[TEXT SECTION]
____________________
Powershell Script to Open a Web Page and Bypass SSL Certificate Errors

nbeam published 11 years ago in Microsoft, Powershell, SSL. Tags: Powershell browse website, Powershell bypass SSL certificate warning, Powershell conditional statements, Powershell SSL certificate error, Powershell web scraping

I have been using powershell to automate Internet Explorer interactions with a web application with a login page in our internal environment at work. I ran into an issue with my script because the page I was trying to access was secured with SSL and we were using a self-signed certificate. This causes Internet Explorer to redirect to a warning page rather than going straight to the site. I needed a way to bypass this warning page in code and I finally came up with a solution I am sharing here.

Normally I dive into articles like this with an assumption that people know everything I am talking about. This will be a bit different because on this topic I feel pretty green myself. As this is a fresh subject for me, I am going to treat it as a fresh subject for you. That being said, we are actually going to be working with a somewhat complex script by the time we are done and if you pickup most of the concepts along the way you are going to be off at a sprint with Powershell scripting.
____________________
[ENTRIES]
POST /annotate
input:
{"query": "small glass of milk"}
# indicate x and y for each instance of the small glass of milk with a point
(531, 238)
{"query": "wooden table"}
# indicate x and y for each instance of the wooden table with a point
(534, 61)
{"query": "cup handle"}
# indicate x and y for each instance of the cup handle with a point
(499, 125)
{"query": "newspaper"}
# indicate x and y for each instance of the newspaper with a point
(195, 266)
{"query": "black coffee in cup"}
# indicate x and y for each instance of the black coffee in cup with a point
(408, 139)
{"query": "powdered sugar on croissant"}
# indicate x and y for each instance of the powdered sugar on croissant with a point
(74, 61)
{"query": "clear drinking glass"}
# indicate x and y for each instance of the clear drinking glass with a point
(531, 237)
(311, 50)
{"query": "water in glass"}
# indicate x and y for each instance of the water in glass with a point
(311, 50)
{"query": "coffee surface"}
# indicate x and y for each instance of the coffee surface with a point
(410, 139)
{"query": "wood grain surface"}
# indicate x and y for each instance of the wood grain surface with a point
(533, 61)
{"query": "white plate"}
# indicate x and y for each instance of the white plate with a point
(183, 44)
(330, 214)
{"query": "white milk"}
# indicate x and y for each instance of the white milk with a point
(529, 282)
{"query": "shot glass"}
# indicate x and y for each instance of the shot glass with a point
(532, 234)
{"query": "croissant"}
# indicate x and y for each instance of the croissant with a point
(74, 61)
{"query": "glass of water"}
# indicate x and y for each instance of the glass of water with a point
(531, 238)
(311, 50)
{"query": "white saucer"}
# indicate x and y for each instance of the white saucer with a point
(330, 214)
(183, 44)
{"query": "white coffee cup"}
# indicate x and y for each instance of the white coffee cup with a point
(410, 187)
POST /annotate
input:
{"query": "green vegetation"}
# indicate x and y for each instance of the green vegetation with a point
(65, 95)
____________________
[JOBS]
A: Answer these about the PowerShell SSL article:
(i) Which web browser was the author automating with the script?
(ii) What kind of certificate secured the page the author was trying to reach?
(iii) What word does the author use to describe how they feel about this topic?
B: Please retype the PowerShell SSL article from "nbeam published 11" up to and including "am sharing here.".

[IN RESPONSE]
A:
(i) Internet Explorer
(ii) A self-signed certificate
(iii) Green

B:
nbeam published 11 years ago in Microsoft, Powershell, SSL. Tags: Powershell browse website, Powershell bypass SSL certificate warning, Powershell conditional statements, Powershell SSL certificate error, Powershell web scraping

I have been using powershell to automate Internet Explorer interactions with a web application with a login page in our internal environment at work. I ran into an issue with my script because the page I was trying to access was secured with SSL and we were using a self-signed certificate. This causes Internet Explorer to redirect to a warning page rather than going straight to the site. I needed a way to bypass this warning page in code and I finally came up with a solution I am sharing here.